**REQUIREMENT**
All of the data should be restated word for word.

**PROVIDED DATA**

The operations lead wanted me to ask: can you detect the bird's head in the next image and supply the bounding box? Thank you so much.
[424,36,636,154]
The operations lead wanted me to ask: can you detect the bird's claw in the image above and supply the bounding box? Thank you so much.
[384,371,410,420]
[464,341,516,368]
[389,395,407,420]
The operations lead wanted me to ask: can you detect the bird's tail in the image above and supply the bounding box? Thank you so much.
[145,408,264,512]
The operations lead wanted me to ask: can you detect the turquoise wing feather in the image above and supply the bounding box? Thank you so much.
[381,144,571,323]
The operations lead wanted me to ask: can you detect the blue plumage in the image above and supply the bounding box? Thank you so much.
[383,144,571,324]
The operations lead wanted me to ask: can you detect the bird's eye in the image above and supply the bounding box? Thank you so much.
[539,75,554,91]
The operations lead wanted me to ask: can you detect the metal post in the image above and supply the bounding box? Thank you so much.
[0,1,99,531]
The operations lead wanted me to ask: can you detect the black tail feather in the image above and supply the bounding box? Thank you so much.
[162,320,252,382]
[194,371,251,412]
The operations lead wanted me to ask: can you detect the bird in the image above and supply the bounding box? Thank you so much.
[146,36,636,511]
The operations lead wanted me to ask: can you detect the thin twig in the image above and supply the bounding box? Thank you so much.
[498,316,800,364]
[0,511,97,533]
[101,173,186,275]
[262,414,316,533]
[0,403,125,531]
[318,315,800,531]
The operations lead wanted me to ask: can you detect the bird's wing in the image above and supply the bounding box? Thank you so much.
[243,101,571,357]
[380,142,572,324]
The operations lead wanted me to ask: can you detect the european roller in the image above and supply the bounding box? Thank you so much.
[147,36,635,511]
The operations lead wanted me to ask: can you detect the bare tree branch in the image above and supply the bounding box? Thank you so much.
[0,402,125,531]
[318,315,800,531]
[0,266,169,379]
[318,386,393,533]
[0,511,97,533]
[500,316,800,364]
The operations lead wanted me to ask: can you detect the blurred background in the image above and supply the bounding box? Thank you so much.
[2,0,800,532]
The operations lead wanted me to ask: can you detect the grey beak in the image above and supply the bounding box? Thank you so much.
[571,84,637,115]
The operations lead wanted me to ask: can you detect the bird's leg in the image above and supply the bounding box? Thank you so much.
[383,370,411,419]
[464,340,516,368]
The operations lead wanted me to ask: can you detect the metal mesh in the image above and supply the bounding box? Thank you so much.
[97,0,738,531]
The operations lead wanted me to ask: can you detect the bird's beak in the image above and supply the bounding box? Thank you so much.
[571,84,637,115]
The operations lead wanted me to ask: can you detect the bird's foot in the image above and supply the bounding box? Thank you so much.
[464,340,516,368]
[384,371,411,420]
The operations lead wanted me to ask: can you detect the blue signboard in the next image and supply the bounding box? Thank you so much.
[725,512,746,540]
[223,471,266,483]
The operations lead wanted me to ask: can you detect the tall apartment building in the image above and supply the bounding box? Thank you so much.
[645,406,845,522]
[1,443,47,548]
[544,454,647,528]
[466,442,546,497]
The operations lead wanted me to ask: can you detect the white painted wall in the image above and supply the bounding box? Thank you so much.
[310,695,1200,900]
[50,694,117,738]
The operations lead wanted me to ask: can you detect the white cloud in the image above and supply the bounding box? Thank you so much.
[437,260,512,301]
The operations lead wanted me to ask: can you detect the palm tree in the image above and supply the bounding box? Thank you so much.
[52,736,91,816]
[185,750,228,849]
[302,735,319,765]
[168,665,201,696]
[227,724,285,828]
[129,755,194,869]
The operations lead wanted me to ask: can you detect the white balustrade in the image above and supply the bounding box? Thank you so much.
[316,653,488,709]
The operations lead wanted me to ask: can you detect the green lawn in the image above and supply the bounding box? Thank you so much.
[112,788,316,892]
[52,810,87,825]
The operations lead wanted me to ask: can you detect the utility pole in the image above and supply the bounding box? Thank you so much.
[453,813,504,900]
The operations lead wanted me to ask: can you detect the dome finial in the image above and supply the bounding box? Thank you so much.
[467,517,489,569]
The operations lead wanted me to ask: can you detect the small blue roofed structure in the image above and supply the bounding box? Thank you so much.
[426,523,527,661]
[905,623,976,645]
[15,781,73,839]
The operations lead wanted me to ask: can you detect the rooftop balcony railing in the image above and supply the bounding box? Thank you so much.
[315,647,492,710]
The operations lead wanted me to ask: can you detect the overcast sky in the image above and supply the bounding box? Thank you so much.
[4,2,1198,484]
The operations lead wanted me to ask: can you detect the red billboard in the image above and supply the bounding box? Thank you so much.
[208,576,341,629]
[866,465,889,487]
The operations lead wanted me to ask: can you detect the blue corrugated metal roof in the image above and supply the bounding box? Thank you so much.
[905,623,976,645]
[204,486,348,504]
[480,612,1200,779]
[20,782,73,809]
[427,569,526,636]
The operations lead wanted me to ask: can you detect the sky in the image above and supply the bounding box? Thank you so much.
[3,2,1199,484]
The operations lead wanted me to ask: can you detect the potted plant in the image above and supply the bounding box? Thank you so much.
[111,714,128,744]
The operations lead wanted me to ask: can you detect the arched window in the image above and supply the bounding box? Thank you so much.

**SOLUTION FOR THIS EXERCISE**
The operations lead wanted me to ask: can you detect the bird's head in the next image and supply the bounding box? Thank you so much.
[424,36,636,154]
The operations lead wanted me to ask: can you detect the bird's claw in the image above and supply the bounding box? Thank you so much.
[384,371,410,420]
[464,341,516,368]
[389,395,407,420]
The operations lead wanted me to ask: can you detect the bird's tail in the image above and supply the bounding box? Thank you so much.
[145,408,264,512]
The operations lead wanted me to ask: can you detect the turquoise wing feather in the image above and supply the bounding box? Thank you so much.
[381,144,571,323]
The operations lead wanted me to ask: can you detect the blue plumage in the image above and supply the bounding box? Thank you so much.
[383,144,571,324]
The operations lead wanted me to ask: can you detect the bird's eye in the image above and supply the bounding box? Thank you so much.
[539,75,554,91]
The operations lead wanted me to ask: can you detect the metal post in the image above and supply the bounding box? Thank you so much.
[0,1,99,531]
The operations lead wanted me to ask: can you detect the black tail feather in the image above and supply the bounding box? Thank you so much.
[162,320,252,382]
[194,371,251,412]
The operations lead wanted me to ask: can you detect the bird in the image above and supply the bounding box? Thank you so much.
[146,36,636,511]
The operations lead wanted me to ask: can you detect the thin twig in the image above and supply the bounding box? Thank you so much.
[498,316,800,364]
[0,511,97,533]
[101,173,186,275]
[262,414,316,533]
[0,403,125,531]
[318,315,800,531]
The operations lead wanted me to ask: can you detect the bird's wing in the image above and supply the bounding box? Thank you so much.
[243,101,571,357]
[380,142,572,324]
The operations lead wanted me to ask: can you detect the european roller in the image above and supply the bounding box? Thank you so much.
[147,36,635,511]
The operations lead wanted me to ask: can you detect the bare tree branch in the image above and supply the bounding box? Thank you so much.
[0,402,125,531]
[318,315,800,531]
[0,266,169,379]
[318,386,393,533]
[0,511,97,533]
[500,316,800,364]
The operations lead wanted me to ask: can you detect the blurred background in the image above and supply the bounding box? Thank you so much.
[2,0,800,532]
The operations lead wanted me to ask: can you detect the grey beak in the image above and supply the bounding box? Thank you so much.
[571,84,637,115]
The operations lead wanted me to ask: can you detect the bird's leg in the image above and supply the bounding box? Thank you so much.
[383,370,411,419]
[464,340,516,368]
The operations lead wanted me to ask: can you detect the metal mesh in the image above and supply the bounding box? Thank you so much.
[97,0,738,531]
The operations lead wanted me to ask: can you detect the bird's beak in the image above and supply the bounding box? Thank you so much.
[571,84,637,115]
The operations lead wanted me to ask: can you detect the bird's foot in the image above and supply the bounding box? Thank you so much.
[464,340,516,368]
[384,371,411,420]
The operations lead wanted me to ask: can you detect the blue signboard in the next image and supply the bounding box? Thank you so much.
[725,512,746,540]
[223,471,266,483]
The operations lead wanted me to ask: can you detect the tall apartment building in the image above and supply the bounding box? Thank you so much.
[645,406,845,522]
[1,443,47,548]
[544,454,647,528]
[466,442,546,497]
The operations lead wanted me to ask: can you detect the white painted wall in the image above and supply the bounding box? Thank you so much.
[310,695,1200,900]
[50,694,117,738]
The operations lead wanted me to ask: can you detect the white cloud in the image above and supply the bounding box? Thank you so much.
[437,260,512,301]
The operations lead wanted me to ask: can you detect the palm tree in the image above and supply the bounding box? Thank you so much.
[52,736,91,816]
[185,750,228,849]
[302,735,319,765]
[168,665,201,696]
[227,724,285,828]
[129,755,194,869]
The operations lead wanted me to ask: can you detect the white balustrade in the image above and supply the bounding box? Thank you so much.
[316,653,488,709]
The operations lead wanted me to ask: can you detect the green lawn in the image above and supply the bounding box? Thank you so much.
[112,788,316,892]
[52,810,87,825]
The operations lead wanted me to ask: can you detect the utility pole in the image above and supply the bounding box? Thank you so much.
[453,813,504,900]
The operations lead wanted me to ask: can you detect the dome finial in the image above and supply the bounding box? Thank you so much.
[467,517,489,569]
The operations lead wanted me to ask: can you detect the small blue roofed structure in the image above and supply the bounding box? Thank you so much.
[426,523,527,661]
[905,623,976,645]
[15,781,73,839]
The operations lead wanted me to ask: can you detect the rooftop balcony railing in the image above and supply the bounding box? Thank you so much.
[315,647,492,710]
The operations lead wanted me to ask: can you detect the overcast sky in the image above and supply the bounding box? Thank you so much.
[4,2,1198,484]
The operations lead wanted me to ask: can you detect the red billboard in the image above and supply the bounding box? Thank you so much.
[208,576,341,629]
[866,465,889,487]
The operations lead wanted me to ask: can you detect the blue corrugated metal roof in the image above and supply the bounding box? Thank you so much.
[905,623,976,645]
[204,486,348,504]
[480,612,1200,779]
[20,782,73,809]
[427,569,526,636]
The operations lead wanted me to ask: can you detect the sky in the image above and supply the bounding box? Thank you so much.
[3,2,1199,484]
The operations lead wanted me to ask: can you detect the potted plant in the image above and supply the bounding box? Thank you so much.
[111,714,128,744]
The operations lead wanted me to ask: can you detect the arched window in the image above and supply the bounding box? Thank you so much.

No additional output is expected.